Entries from a dataset:

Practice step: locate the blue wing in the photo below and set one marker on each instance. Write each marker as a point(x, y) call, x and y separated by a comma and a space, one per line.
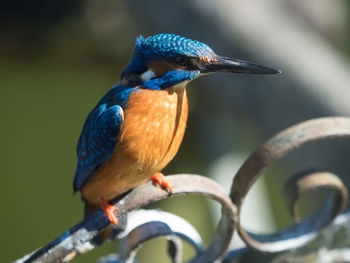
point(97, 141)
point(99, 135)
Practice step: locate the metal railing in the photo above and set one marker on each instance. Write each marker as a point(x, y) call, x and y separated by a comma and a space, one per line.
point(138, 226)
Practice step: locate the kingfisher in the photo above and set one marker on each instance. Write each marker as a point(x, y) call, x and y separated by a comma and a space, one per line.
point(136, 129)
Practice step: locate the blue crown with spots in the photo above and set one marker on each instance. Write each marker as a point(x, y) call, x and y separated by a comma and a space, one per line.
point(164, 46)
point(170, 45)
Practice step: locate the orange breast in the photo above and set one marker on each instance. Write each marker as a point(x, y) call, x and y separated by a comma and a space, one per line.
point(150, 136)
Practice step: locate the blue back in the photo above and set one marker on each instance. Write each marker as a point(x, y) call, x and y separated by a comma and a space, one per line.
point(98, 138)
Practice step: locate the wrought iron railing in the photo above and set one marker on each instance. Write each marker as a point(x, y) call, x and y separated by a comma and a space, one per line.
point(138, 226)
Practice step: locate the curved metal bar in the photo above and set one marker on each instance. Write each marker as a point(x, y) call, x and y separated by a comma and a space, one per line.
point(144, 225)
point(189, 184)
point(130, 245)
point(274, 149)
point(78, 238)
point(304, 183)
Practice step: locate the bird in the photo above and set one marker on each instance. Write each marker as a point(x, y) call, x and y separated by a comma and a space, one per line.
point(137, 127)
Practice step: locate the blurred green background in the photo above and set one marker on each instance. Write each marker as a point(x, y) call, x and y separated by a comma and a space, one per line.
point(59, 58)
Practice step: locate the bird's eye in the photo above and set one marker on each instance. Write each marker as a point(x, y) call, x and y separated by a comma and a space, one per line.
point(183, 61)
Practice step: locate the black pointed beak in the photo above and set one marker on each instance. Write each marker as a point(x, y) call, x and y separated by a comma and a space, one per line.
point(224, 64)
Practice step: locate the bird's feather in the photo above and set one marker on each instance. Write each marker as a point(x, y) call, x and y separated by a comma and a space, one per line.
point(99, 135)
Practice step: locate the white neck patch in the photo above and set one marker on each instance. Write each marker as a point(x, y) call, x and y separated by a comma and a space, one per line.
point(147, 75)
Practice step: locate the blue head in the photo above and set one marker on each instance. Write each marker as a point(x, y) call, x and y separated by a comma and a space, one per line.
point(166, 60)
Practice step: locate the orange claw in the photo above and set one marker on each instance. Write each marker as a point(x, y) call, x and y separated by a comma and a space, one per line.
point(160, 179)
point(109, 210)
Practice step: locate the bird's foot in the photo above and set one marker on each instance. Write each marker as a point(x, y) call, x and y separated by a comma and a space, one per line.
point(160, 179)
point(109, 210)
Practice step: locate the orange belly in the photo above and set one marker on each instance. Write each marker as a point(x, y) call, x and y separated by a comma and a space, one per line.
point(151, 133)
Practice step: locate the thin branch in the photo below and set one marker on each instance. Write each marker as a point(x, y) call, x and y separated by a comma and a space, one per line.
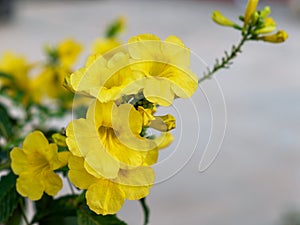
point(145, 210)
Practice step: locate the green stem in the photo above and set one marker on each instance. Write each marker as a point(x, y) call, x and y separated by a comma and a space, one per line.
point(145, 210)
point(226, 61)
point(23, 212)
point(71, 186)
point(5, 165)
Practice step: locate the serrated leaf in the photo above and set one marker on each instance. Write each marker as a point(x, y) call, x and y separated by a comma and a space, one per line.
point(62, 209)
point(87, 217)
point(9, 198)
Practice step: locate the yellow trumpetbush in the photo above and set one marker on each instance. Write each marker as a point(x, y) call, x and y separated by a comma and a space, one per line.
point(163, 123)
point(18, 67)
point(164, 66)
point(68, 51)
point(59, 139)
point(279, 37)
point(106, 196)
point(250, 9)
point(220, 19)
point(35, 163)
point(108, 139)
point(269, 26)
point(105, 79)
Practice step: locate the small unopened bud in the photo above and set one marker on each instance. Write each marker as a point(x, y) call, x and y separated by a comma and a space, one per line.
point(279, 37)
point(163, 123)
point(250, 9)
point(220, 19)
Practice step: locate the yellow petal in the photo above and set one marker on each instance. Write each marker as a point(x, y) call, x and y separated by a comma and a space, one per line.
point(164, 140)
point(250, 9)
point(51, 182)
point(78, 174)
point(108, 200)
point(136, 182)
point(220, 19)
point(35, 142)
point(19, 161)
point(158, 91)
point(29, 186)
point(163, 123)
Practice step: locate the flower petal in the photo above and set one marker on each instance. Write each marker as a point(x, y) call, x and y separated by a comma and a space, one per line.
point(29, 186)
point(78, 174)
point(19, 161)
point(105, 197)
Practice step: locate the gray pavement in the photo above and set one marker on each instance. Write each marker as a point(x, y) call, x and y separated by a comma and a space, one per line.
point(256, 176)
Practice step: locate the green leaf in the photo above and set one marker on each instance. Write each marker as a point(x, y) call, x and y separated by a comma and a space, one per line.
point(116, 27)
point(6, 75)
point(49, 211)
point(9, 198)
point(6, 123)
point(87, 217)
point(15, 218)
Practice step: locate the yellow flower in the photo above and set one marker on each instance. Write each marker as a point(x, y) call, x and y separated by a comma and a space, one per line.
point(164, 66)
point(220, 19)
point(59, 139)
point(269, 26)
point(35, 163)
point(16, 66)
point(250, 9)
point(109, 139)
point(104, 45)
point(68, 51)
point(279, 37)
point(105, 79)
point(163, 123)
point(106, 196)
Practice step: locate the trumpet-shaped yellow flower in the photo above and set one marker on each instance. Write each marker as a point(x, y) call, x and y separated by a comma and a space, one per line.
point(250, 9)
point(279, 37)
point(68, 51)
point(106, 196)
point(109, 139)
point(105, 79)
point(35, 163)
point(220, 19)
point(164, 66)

...

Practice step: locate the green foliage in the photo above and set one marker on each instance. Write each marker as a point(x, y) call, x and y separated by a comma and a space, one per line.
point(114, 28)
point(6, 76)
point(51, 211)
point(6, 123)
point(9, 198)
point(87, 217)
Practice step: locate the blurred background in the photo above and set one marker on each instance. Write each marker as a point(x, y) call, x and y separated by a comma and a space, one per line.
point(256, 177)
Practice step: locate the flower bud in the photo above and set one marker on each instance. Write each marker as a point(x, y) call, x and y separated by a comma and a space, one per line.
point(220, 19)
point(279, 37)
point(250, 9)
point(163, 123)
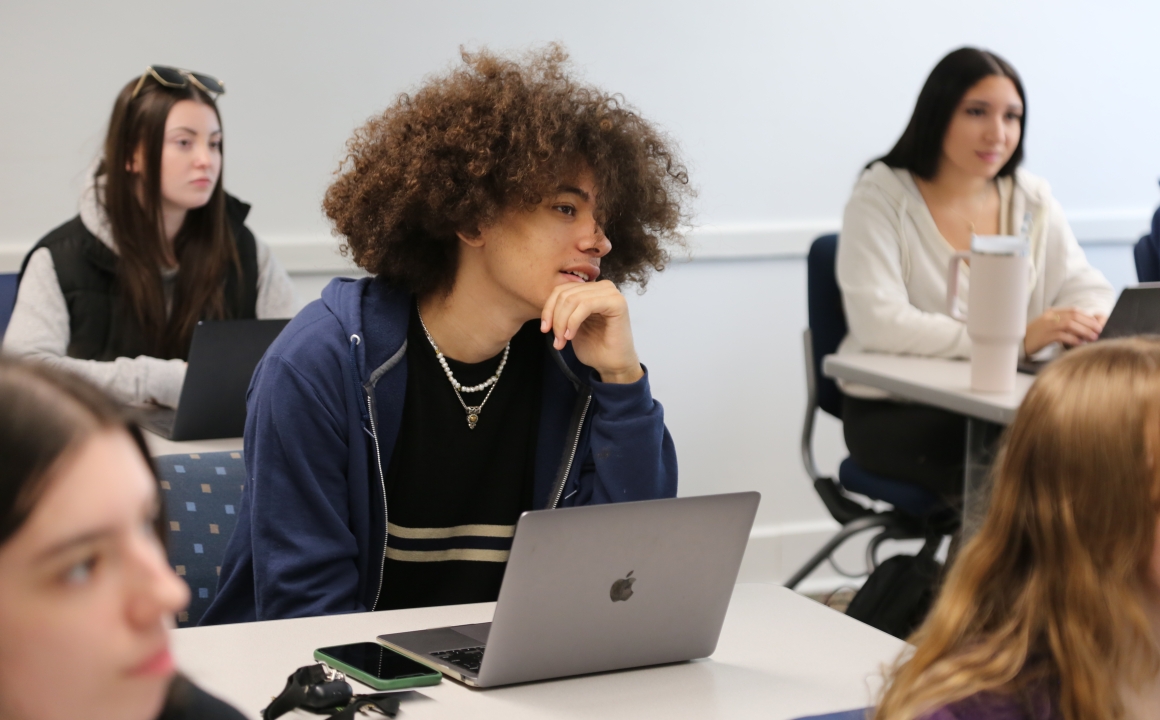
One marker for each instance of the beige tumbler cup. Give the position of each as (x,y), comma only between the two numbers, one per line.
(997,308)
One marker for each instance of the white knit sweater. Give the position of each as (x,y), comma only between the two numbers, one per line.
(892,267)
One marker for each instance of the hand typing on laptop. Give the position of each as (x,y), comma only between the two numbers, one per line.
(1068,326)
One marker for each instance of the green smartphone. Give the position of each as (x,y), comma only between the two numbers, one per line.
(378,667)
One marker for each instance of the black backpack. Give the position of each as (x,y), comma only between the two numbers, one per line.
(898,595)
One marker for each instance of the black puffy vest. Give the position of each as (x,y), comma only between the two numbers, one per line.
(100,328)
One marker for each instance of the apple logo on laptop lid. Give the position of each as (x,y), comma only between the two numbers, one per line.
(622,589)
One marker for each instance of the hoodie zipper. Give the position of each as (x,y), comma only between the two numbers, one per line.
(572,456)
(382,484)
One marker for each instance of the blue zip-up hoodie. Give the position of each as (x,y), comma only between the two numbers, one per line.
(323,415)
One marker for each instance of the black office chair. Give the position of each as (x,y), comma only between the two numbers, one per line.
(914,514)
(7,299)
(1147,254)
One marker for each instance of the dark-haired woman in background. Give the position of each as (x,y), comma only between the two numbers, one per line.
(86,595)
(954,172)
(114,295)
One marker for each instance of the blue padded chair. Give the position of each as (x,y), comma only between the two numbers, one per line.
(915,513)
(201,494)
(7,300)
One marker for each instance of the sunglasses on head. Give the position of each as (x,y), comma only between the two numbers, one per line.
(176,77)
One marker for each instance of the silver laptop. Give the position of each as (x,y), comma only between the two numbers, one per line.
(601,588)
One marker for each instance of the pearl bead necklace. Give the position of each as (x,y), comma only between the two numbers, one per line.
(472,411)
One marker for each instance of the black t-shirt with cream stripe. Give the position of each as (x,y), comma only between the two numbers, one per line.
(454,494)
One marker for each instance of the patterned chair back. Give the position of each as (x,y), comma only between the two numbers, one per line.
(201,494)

---

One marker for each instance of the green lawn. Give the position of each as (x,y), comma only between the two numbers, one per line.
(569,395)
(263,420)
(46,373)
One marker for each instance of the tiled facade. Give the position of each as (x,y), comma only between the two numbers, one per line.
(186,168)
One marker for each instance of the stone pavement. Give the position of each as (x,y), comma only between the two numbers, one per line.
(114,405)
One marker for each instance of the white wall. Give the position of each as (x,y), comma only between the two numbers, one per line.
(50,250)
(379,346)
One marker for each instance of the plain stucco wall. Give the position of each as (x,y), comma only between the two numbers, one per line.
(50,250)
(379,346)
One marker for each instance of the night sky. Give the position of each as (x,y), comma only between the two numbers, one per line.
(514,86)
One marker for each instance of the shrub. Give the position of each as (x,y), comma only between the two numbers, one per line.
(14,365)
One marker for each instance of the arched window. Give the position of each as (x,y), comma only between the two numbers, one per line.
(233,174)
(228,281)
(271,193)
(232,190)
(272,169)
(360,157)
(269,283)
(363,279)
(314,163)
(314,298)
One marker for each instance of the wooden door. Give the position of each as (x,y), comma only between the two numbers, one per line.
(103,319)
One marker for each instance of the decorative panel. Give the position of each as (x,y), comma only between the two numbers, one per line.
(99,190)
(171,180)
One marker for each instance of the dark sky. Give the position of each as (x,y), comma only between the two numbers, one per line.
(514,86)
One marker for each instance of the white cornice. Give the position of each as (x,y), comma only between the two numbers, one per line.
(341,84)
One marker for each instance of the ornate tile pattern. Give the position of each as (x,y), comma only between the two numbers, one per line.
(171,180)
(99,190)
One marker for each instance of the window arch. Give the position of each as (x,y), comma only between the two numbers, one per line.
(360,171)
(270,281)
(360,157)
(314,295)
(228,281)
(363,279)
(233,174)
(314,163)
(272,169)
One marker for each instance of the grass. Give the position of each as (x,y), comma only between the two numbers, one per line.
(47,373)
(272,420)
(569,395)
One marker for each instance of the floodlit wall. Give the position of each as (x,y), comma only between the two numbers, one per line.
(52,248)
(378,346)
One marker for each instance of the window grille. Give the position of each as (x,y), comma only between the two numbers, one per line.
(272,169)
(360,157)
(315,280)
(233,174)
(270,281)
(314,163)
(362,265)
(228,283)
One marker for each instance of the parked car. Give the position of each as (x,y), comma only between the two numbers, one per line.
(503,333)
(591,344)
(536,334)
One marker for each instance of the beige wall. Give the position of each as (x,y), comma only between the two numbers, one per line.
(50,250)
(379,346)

▸ **Written task**: Copy out again, unchanged, the lines running from the line with "Practice step: locate the blue crown" up to and including the line with "point(170, 45)".

▸ **Response to this exercise**:
Practice step: locate the blue crown with spots in the photo above and set one marker on each instance. Write each marker as a point(x, y) call, x and y separated by a comma and a space, one per line.
point(164, 46)
point(170, 45)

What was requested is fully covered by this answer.